Job:
Put every line of the entries below into a JSON list of strings, with one string per line and blank lines left out.

[BEGIN]

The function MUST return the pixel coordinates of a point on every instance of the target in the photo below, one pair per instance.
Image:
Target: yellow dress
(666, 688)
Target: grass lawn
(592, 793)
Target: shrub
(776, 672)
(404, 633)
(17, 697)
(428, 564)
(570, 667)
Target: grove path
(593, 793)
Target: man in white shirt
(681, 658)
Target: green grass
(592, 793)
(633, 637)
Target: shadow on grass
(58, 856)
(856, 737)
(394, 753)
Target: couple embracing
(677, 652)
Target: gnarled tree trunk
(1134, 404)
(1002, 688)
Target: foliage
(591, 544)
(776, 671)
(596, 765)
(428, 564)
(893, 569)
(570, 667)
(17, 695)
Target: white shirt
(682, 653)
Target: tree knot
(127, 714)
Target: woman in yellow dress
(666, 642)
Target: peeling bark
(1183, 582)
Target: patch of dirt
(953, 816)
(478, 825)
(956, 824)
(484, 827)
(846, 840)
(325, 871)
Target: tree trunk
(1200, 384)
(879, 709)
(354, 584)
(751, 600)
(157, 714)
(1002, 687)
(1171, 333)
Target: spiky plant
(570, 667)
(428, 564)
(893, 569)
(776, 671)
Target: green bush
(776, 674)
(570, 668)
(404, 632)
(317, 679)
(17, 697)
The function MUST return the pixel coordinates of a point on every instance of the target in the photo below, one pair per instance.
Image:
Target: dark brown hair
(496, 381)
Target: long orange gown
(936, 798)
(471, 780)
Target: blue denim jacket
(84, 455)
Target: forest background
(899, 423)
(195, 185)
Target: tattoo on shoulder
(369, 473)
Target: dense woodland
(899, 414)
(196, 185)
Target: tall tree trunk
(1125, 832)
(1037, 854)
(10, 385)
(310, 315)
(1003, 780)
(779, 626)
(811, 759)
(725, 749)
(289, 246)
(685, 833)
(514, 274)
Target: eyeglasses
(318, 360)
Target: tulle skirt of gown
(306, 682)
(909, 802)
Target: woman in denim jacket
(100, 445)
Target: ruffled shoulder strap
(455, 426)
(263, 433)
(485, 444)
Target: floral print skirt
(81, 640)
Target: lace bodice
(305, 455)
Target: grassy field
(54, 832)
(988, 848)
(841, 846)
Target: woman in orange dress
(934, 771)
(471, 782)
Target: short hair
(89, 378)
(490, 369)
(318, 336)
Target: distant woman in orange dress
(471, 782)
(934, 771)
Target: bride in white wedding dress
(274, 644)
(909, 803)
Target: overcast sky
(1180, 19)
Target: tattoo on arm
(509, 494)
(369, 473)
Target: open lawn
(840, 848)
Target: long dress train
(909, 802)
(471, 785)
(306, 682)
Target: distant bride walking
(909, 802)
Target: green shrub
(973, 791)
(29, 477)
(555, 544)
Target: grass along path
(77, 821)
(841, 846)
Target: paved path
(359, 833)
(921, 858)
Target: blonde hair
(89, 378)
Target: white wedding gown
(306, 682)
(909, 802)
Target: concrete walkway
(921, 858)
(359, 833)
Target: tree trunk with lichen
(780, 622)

[END]

The result:
[
  "The function MUST return the pixel coordinates of a point on every instance of the target in the photo below, one pair per instance.",
  "Image:",
  "Target: yellow dress",
  "(666, 688)",
  "Target: grass lawn",
  "(592, 793)",
  "Target: shrub",
  "(776, 672)",
  "(404, 633)",
  "(17, 697)",
  "(428, 564)",
  "(570, 667)",
  "Target: grove path",
  "(593, 793)",
  "Target: man in white shirt",
  "(681, 658)",
  "Target: green grass",
  "(592, 793)",
  "(633, 637)",
  "Target: shadow on grass",
  "(58, 856)",
  "(856, 737)",
  "(394, 753)",
  "Target: couple embracing",
  "(677, 652)",
  "Target: gnarled tree trunk",
  "(1134, 404)",
  "(1002, 688)",
  "Target: foliage",
  "(591, 544)",
  "(776, 671)",
  "(596, 765)",
  "(428, 564)",
  "(893, 569)",
  "(570, 667)",
  "(17, 695)",
  "Target: white shirt",
  "(682, 653)",
  "Target: tree knot",
  "(127, 714)",
  "Target: woman in yellow dress",
  "(666, 642)",
  "Target: peeling bark",
  "(1183, 582)",
  "Target: patch of dirt",
  "(953, 816)",
  "(478, 825)",
  "(956, 824)",
  "(484, 827)",
  "(846, 840)",
  "(325, 871)",
  "Target: tree trunk",
  "(1200, 384)",
  "(879, 709)",
  "(354, 584)",
  "(751, 600)",
  "(157, 714)",
  "(1002, 687)",
  "(1171, 333)",
  "Target: spiky plant",
  "(570, 667)",
  "(428, 564)",
  "(893, 569)",
  "(776, 671)",
  "Target: green bush",
  "(776, 674)",
  "(570, 668)",
  "(404, 632)",
  "(317, 679)",
  "(17, 697)",
  "The function MUST return the pixel coordinates of a point on every instance of the target in the photo below, one pair per instance.",
  "Image:",
  "Target: dark brown hair",
  "(496, 381)",
  "Target: long orange gown",
  "(936, 798)",
  "(471, 780)",
  "Target: blue denim jacket",
  "(84, 455)",
  "Target: forest background",
  "(899, 423)",
  "(195, 185)",
  "Target: tattoo on shoulder",
  "(369, 473)",
  "Target: dense woodland",
  "(899, 414)",
  "(196, 185)",
  "Target: tall tree trunk",
  "(1125, 832)",
  "(1037, 854)",
  "(10, 385)",
  "(310, 315)",
  "(1003, 780)",
  "(779, 626)",
  "(811, 759)",
  "(725, 749)",
  "(289, 246)",
  "(685, 833)",
  "(514, 274)",
  "Target: eyeglasses",
  "(318, 360)",
  "Target: tulle skirt of gown",
  "(306, 682)",
  "(909, 802)",
  "Target: woman in denim jacket",
  "(100, 445)",
  "Target: ruffled shoulder strap",
  "(455, 426)",
  "(263, 433)",
  "(485, 444)",
  "Target: floral print skirt",
  "(81, 640)",
  "Target: lace bodice",
  "(305, 455)",
  "Target: grassy field",
  "(54, 832)",
  "(988, 848)",
  "(841, 846)",
  "Target: woman in orange dress",
  "(934, 771)",
  "(471, 782)",
  "Target: short hair",
  "(89, 378)",
  "(490, 369)",
  "(318, 336)",
  "Target: distant woman in orange dress",
  "(471, 782)",
  "(934, 771)",
  "Target: bride in white wedding dress",
  "(274, 644)",
  "(909, 803)",
  "Target: overcast sky",
  "(1180, 19)",
  "Target: tattoo on arm",
  "(509, 494)",
  "(369, 473)",
  "Target: open lawn",
  "(840, 848)",
  "Target: long dress train",
  "(909, 802)",
  "(471, 785)",
  "(306, 682)",
  "Target: distant bride walking",
  "(909, 802)",
  "Target: green shrub",
  "(973, 791)",
  "(29, 477)",
  "(555, 544)",
  "Target: grass along path",
  "(77, 821)",
  "(841, 846)",
  "Target: paved path",
  "(359, 833)",
  "(921, 858)",
  "Target: blonde hair",
  "(89, 378)",
  "Target: white wedding gown",
  "(306, 682)",
  "(909, 802)",
  "Target: concrete walkway",
  "(921, 858)",
  "(359, 833)",
  "Target: tree trunk with lichen",
  "(780, 622)"
]